>> begin PROVIDED TEXT

= Zinc ferrite =

Zinc ferrites are a series of synthetic inorganic compounds of zinc and iron (ferrite) with the general formula of Zn_{x}Fe_{3−x}O_{4}. Franklinite is a naturally occurring mineral with the composition ZnFe_{2}O_{4} and is the geological counterpart of these synthetic ferrites.

== Preparation and properties ==
Zinc ferrite compounds can be prepared by aging solutions of Zn(NO_{3})_{2}, Fe(NO_{3})_{3}, and triethanolamine in the presence and in the absence of hydrazine, or reacting iron oxides and zinc oxide at high temperature. Spinel (Zn, Fe) Fe_{2}O_{4} appears as a tan-colored solid that is insoluble in water, acids, or diluted alkali. Because of their high opacity, zinc ferrites can be used as pigments, especially in applications requiring heat stability. For example, zinc ferrite prepared from yellow iron oxide can be used as a substitute for applications in temperatures above 350 F. When added to high corrosion-resistant coatings, the corrosion protection increases with an increase in the concentration of zinc ferrite.

>> end PROVIDED TEXT
>> begin STORED DATA

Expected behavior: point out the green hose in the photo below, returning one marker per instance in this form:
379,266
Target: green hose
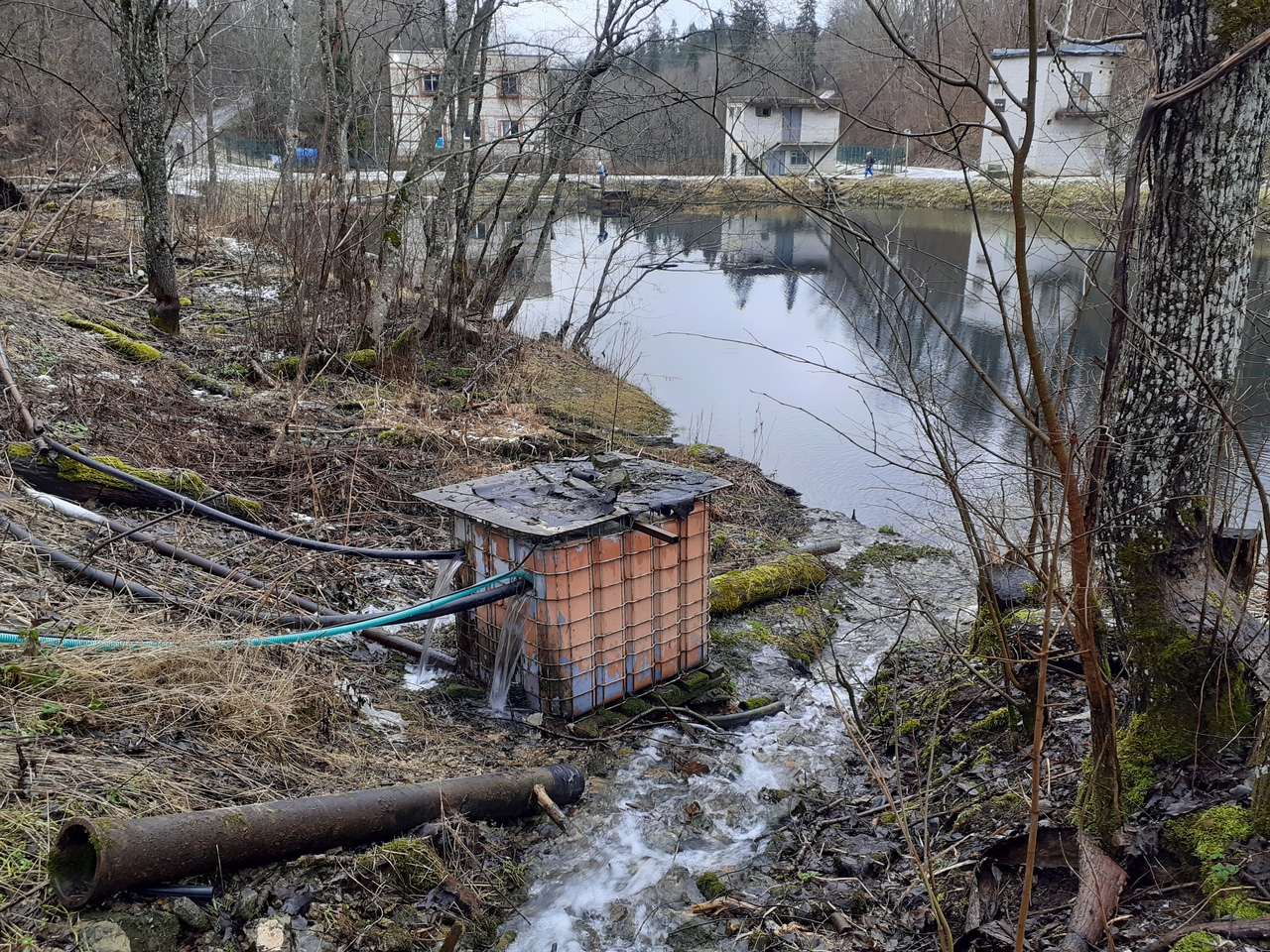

>> end STORED DATA

### [SET TASKS]
**1.** What color is the spinel (Zn, Fe) Fe_{2}O_{4} described in the zinc ferrite article?
**2.** Carry on the zinc ferrite article from its last sentence.
The lines have no connection to the zinc ferrite article.

### [EXERCISE ANSWERS]
**1.** It is tan.

**2.**
One investigation shows that the zinc ferrite, which is paramagnetic in the bulk form, exhibits ferrimagnetism in nanocrystalline thin film format. A large room temperature magnetization and narrow ferromagnetic resonance line width have been achieved by controlling thin films growth conditions.

== Applications and research ==
Zinc ferrite is of research interest in energy storage devices. Flexible electrodes for hybrid capacitors can be prepared using nanostructured gadolinium doped zinc ferrite (GZFO), reinforced with carbon nanotubes (CNT), and supported on aluminum foil (AF). A specific capacitance of 887 F g⁻¹ at a current density of 1 A g⁻¹ was measured and the electrode maintained 94.5% of its capacitance after 7000 charge–discharge cycles at 15 A g⁻¹. An energy density of 40.025 Wh kg⁻¹ and a power density of 279.78 W kg⁻¹ were measured, indicating its potential for powering wearable electronic devices.

==See also==
- Ferrite core
- Ferrite (magnet)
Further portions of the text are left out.